Material provided:
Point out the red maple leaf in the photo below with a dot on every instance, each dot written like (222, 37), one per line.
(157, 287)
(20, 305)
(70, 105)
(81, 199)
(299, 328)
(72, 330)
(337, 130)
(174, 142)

Exercise instructions: Copy out the entire material verbatim.

Your response:
Point out the red maple leaf in the photo below with a dot on every instance, each dot written like (222, 37), one per line.
(157, 287)
(20, 305)
(70, 105)
(81, 199)
(299, 328)
(72, 330)
(337, 130)
(174, 142)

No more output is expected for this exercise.